What the exercise asks: Gather and copy every line of the data below that contains the word "branch". Case counts.

Location labeling records:

========================================

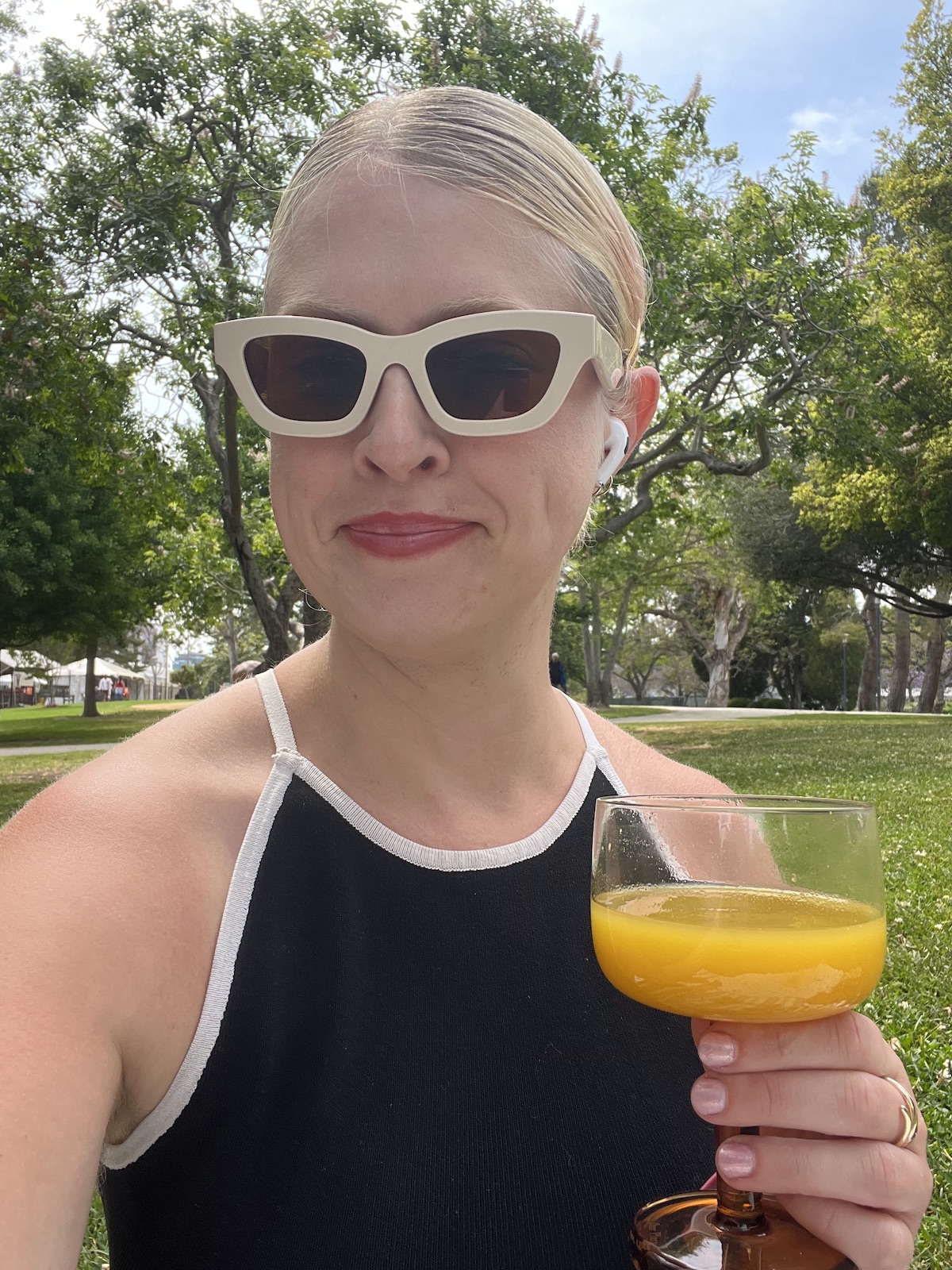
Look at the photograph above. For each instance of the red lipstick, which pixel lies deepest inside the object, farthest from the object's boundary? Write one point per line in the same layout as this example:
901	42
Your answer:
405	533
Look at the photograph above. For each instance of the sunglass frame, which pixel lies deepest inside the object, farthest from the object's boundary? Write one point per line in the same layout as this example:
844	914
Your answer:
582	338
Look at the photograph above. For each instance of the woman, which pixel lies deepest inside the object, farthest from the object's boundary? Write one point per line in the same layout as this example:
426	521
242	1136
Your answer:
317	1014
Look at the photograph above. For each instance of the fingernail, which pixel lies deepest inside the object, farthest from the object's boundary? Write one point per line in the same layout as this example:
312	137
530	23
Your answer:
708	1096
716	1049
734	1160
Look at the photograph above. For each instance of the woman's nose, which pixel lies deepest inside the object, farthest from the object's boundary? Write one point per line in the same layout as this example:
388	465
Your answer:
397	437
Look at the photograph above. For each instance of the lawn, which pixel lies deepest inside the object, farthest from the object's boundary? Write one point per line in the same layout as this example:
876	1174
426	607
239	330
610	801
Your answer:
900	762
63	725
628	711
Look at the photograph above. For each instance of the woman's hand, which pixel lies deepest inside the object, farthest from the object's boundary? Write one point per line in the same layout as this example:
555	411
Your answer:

========================================

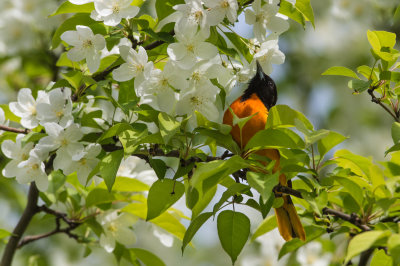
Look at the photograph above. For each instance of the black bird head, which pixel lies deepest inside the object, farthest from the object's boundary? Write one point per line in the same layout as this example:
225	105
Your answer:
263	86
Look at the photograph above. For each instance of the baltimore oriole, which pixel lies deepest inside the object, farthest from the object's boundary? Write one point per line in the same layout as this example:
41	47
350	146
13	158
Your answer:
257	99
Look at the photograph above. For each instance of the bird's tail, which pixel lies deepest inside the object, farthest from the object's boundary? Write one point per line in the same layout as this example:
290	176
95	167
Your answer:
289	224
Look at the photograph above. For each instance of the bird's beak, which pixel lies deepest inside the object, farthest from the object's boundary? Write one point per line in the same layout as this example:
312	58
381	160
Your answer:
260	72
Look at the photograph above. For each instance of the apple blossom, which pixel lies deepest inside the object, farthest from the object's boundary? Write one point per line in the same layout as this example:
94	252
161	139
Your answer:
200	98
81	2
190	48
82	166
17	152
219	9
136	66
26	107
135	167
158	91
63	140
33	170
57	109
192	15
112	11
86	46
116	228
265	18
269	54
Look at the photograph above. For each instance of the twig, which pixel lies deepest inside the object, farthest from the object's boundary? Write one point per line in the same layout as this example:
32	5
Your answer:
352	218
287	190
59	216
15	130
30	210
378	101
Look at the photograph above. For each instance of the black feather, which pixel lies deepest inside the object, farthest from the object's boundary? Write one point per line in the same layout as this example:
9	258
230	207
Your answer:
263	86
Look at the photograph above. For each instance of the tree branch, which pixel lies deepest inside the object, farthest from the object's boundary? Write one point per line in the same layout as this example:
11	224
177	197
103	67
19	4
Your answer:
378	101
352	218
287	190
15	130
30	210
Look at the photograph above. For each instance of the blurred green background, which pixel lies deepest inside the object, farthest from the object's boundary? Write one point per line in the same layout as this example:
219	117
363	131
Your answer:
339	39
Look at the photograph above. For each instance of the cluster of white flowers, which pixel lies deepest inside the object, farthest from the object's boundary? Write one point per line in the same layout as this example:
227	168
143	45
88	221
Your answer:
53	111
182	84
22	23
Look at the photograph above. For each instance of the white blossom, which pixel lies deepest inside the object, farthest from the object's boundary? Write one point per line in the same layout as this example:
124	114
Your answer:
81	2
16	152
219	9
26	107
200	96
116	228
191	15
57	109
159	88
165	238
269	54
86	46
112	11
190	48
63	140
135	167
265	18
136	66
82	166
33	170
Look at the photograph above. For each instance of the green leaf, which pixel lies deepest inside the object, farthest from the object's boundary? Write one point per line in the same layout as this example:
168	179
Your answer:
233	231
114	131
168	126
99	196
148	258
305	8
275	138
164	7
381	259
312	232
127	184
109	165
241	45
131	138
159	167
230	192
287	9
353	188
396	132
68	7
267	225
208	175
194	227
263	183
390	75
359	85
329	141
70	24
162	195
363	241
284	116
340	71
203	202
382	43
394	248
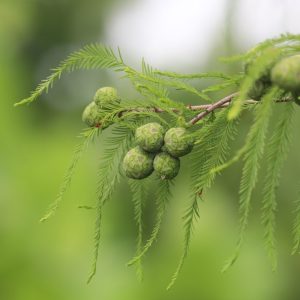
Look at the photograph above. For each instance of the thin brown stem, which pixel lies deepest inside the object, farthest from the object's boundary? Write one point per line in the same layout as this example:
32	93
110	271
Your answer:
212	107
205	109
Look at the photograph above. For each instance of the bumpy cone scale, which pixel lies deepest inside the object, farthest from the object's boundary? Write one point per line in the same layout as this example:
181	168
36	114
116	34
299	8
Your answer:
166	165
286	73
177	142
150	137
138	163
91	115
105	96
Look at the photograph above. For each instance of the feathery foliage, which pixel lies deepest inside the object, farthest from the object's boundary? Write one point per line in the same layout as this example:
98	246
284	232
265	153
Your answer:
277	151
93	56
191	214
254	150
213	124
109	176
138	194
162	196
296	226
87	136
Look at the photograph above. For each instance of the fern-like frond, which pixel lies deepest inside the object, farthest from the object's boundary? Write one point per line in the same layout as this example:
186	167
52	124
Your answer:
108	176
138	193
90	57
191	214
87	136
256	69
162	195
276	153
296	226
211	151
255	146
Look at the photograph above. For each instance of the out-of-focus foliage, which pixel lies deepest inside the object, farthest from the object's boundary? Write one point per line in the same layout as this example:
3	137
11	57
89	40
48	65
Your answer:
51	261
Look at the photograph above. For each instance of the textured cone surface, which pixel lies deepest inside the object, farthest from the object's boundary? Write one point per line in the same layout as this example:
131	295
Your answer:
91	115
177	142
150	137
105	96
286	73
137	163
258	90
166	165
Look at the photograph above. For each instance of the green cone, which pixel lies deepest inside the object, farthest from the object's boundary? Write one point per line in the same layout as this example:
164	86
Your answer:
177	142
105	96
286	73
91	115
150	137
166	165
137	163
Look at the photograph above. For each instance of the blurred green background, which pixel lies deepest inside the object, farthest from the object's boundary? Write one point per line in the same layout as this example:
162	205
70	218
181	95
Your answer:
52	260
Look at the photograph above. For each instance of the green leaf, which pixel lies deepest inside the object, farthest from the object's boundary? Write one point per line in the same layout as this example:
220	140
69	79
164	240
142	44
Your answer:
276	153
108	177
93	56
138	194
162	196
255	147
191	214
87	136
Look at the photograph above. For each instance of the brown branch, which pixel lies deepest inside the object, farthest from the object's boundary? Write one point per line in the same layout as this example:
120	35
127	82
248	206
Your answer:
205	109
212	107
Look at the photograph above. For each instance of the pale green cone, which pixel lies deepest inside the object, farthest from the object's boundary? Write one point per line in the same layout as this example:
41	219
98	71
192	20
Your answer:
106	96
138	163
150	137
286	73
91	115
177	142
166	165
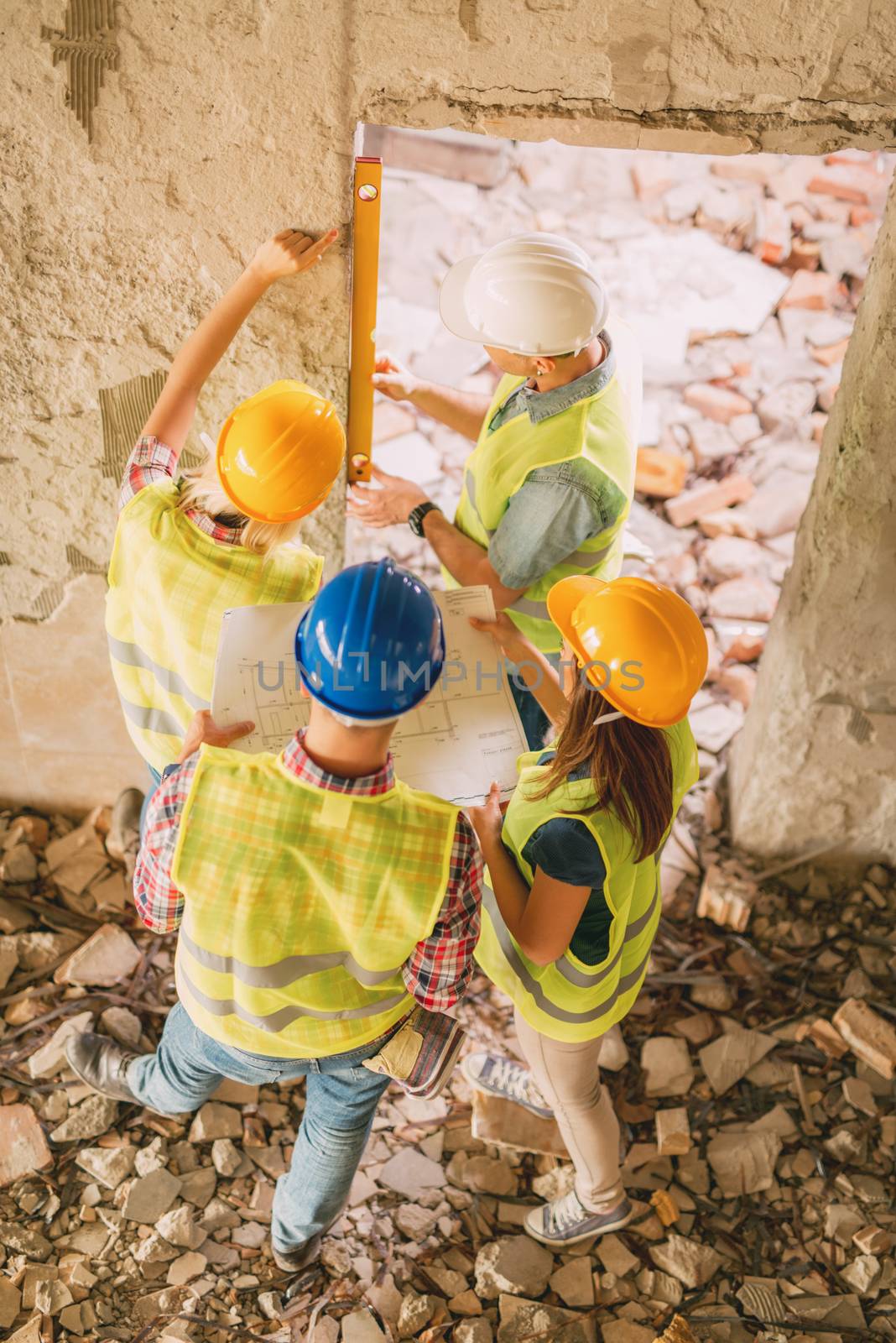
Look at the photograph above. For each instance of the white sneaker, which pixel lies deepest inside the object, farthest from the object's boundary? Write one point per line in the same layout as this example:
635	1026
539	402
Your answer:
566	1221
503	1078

========================================

Task output:
Look at the photograph above. For each instance of the tree branch, which pixel lies deepest inside the object, farthest from the object's boundary? Write one point per line in the same layout as this example:
Look at the photograph above. For each instance of the brown branch, which pixel lies deepest inside the object, farthest from the object's boundary? Write one point per line in the same layout as this example:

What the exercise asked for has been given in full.